What this exercise asks →
1 - List every language or data format that the Dhall discussion names, other than Dhall itself.
2 - For each statement, say whether it agrees with the Dhall discussion, and quote the words that decide it: (a) XML and JSON are described as Turing-complete. (b) The writer says they like Python. (c) Dhall is described as producing a spec without the fear of infinite loops.

Page excerpt →
———
First, Dhall is quite unique in the design space of languages. Most (configuration) languages are either forbidding any user-defined functions/variables at all (like XML or JSON) or are Turing-complete (like having configuration directly in Python). Both of these approaches have downsides and Dhall is a compromise between those.

Second, the world of programming is not just Python. I like Python, but it is certainly not a focus of programming language research. Your statement sounds like a fallacy that if anything new could be invented, then it would have happened already.

Third, it is rather obvious that you unfortunately don't understand what Dhall is about and therefore any arguments you make are rather weak.

Think of all those places (e.g., Chef and Circle) where people try to encode graphs and processes in YAML. Dhall could do much of the same work of producing a simple spec, but without the fear of infinite loops or nonsensical Bash parameters hitting a function.

Dhall is such a simple language (really just function application and and some built-in datatypes and access principles) that it doesn't seem terribly costly as opposed to, say, embedding a complex graph into YAML (risking structural errors) or Python (risking extremely complex behavior and execute-only configuration). If what you really want is a declarative set of instructions to your real program, Dhall is probably one of the most awesome tools in the open source world for making it.
———
[Excerpts from a location annotation dataset]
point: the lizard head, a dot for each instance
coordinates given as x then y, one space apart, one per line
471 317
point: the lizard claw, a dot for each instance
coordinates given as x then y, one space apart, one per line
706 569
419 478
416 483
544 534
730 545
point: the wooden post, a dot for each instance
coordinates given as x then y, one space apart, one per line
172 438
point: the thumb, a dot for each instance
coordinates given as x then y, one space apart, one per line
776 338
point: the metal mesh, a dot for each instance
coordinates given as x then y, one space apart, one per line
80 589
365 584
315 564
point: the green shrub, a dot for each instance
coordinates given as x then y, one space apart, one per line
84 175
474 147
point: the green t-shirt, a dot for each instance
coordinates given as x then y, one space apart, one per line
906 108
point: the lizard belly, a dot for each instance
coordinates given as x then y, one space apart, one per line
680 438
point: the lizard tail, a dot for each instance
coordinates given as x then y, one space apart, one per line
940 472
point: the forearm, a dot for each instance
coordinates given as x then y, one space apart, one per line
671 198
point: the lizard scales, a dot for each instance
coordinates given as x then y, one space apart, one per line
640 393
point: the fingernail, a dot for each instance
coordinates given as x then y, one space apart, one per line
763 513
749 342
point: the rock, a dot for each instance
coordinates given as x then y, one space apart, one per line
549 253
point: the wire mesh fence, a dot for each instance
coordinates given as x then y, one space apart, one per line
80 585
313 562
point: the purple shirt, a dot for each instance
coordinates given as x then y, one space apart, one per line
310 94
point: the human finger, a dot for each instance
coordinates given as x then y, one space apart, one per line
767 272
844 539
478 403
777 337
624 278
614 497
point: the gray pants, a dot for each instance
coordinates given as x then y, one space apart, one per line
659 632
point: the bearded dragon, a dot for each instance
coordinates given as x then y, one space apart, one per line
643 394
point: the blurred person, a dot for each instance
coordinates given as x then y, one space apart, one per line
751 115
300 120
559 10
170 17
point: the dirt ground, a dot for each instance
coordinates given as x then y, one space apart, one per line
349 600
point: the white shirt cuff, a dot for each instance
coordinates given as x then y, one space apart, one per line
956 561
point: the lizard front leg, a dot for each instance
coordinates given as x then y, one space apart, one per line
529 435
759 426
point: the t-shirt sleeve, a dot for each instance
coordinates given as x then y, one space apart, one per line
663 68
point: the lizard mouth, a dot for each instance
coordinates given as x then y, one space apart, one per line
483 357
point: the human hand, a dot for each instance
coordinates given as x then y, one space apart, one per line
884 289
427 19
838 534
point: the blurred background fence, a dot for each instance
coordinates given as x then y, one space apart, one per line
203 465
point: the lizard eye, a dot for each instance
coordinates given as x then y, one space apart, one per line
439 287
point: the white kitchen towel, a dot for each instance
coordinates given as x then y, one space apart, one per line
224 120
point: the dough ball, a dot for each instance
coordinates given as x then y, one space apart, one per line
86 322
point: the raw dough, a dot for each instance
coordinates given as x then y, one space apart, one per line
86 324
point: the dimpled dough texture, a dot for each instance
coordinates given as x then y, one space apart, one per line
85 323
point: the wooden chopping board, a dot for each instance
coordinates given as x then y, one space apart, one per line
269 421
———
Results of the exercise →
1 - XML, JSON, Python, YAML, Bash

2 -
(a) No: "forbidding any user-defined functions/variables at all (like XML or JSON)"
(b) Yes: "I like Python"
(c) Yes: "without the fear of infinite loops"